= Assignment =
Write out the full article on buffering that follows, word for word. Include its title, date, byline, and issue line.

= Document text =

How Not to Buffer

June 7, 2010
Marc Silver

CURE, Summer 2010, Volume 9, Issue 2

In intervention studies, mental health experts have tried to help couples stop buffering and start sharing.

In intervention studies, mental health experts have tried to help couples stop buffering and start sharing. Just raising the subject is a hard step, says Laura Porter, PhD, of Duke University Medical Center: “Once people break the ice, it gets easier.” Here are some guidelines.

> A useful opening line for either the patient or caregiver might be: “I’m really wondering a lot about what you’re thinking. It might be helpful to talk.”

> Don’t expect instant results. “You may not have this great heart-to-heart the first time you bring something up,” says Porter, but the next time you talk, honesty might come more easily.

> Say “I” and not “you.” Instead of accusing your partner, try something like, “This is what I’m feeling.” Then your partner will be less likely to grow defensive.

> For the person sharing feelings, let your partner know you don’t expect him or her to “fix” things—and that just being there and listening is a tremendous help.

> For the listener, ask questions to get more information and express understanding. If a husband feels bad that cancer is keeping him from mowing the lawn, don’t say, “It’ll be fine, we’ll hire someone.” Porter recommends something like: “Gosh, this is really hard for you not to be able to do the things you’re used to doing.”

> Don’t apply a lot of pressure. “Saying you would love to hear anything, asking what you can do to help—these are good,” says Sharon Manne, PhD, of Fox Chase Cancer Center. “But pushing is shown to not work.”

> Be specific about your feelings so your spouse won’t jump to the wrong conclusion.

> Don’t be afraid to say you’re afraid. Sometimes all you need to say is, “I know in my heart we’re going to get through this, but sometimes I just get scared.” And then the other person might say, “Yeah, me too.”

= Data excerpts =

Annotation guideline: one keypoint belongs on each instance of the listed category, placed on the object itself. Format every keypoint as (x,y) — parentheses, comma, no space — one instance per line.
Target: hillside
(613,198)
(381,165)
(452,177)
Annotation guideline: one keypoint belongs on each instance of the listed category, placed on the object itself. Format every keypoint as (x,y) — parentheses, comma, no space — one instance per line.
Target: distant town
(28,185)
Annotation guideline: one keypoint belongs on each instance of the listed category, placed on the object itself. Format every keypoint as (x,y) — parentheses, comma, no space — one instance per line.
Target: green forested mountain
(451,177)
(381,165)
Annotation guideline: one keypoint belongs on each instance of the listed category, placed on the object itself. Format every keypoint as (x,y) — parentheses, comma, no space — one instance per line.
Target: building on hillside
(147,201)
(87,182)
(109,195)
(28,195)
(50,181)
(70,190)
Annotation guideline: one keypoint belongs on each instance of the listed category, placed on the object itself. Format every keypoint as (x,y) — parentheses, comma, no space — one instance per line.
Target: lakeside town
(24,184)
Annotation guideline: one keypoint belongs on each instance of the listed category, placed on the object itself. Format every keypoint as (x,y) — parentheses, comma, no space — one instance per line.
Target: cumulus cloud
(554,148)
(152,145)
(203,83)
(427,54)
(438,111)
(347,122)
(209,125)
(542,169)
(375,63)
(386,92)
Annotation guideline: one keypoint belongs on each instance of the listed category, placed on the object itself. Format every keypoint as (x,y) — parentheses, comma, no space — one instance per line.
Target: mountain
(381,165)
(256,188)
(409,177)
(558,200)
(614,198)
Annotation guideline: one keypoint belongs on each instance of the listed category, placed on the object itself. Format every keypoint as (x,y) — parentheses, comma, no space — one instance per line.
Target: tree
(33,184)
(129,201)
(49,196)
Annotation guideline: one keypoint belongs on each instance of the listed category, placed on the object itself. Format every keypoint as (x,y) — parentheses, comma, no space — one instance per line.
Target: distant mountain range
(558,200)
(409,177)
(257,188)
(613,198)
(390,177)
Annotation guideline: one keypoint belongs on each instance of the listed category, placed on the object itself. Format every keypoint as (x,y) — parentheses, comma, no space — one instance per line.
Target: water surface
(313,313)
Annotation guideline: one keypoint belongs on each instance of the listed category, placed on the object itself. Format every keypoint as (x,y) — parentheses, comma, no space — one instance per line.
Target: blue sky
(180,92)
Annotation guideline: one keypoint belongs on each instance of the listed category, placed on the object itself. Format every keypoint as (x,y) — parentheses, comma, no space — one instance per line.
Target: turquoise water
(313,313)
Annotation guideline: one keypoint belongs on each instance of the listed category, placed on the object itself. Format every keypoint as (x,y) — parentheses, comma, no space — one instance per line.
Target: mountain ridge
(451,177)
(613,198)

= Response to the exercise =
How Not to Buffer

June 7, 2010
Marc Silver

CURE, Summer 2010, Volume 9, Issue 2

In intervention studies, mental health experts have tried to help couples stop buffering and start sharing.

In intervention studies, mental health experts have tried to help couples stop buffering and start sharing. Just raising the subject is a hard step, says Laura Porter, PhD, of Duke University Medical Center: “Once people break the ice, it gets easier.” Here are some guidelines.

> A useful opening line for either the patient or caregiver might be: “I’m really wondering a lot about what you’re thinking. It might be helpful to talk.”

> Don’t expect instant results. “You may not have this great heart-to-heart the first time you bring something up,” says Porter, but the next time you talk, honesty might come more easily.

> Say “I” and not “you.” Instead of accusing your partner, try something like, “This is what I’m feeling.” Then your partner will be less likely to grow defensive.

> For the person sharing feelings, let your partner know you don’t expect him or her to “fix” things—and that just being there and listening is a tremendous help.

> For the listener, ask questions to get more information and express understanding. If a husband feels bad that cancer is keeping him from mowing the lawn, don’t say, “It’ll be fine, we’ll hire someone.” Porter recommends something like: “Gosh, this is really hard for you not to be able to do the things you’re used to doing.”

> Don’t apply a lot of pressure. “Saying you would love to hear anything, asking what you can do to help—these are good,” says Sharon Manne, PhD, of Fox Chase Cancer Center. “But pushing is shown to not work.”

> Be specific about your feelings so your spouse won’t jump to the wrong conclusion.

> Don’t be afraid to say you’re afraid. Sometimes all you need to say is, “I know in my heart we’re going to get through this, but sometimes I just get scared.” And then the other person might say, “Yeah, me too.”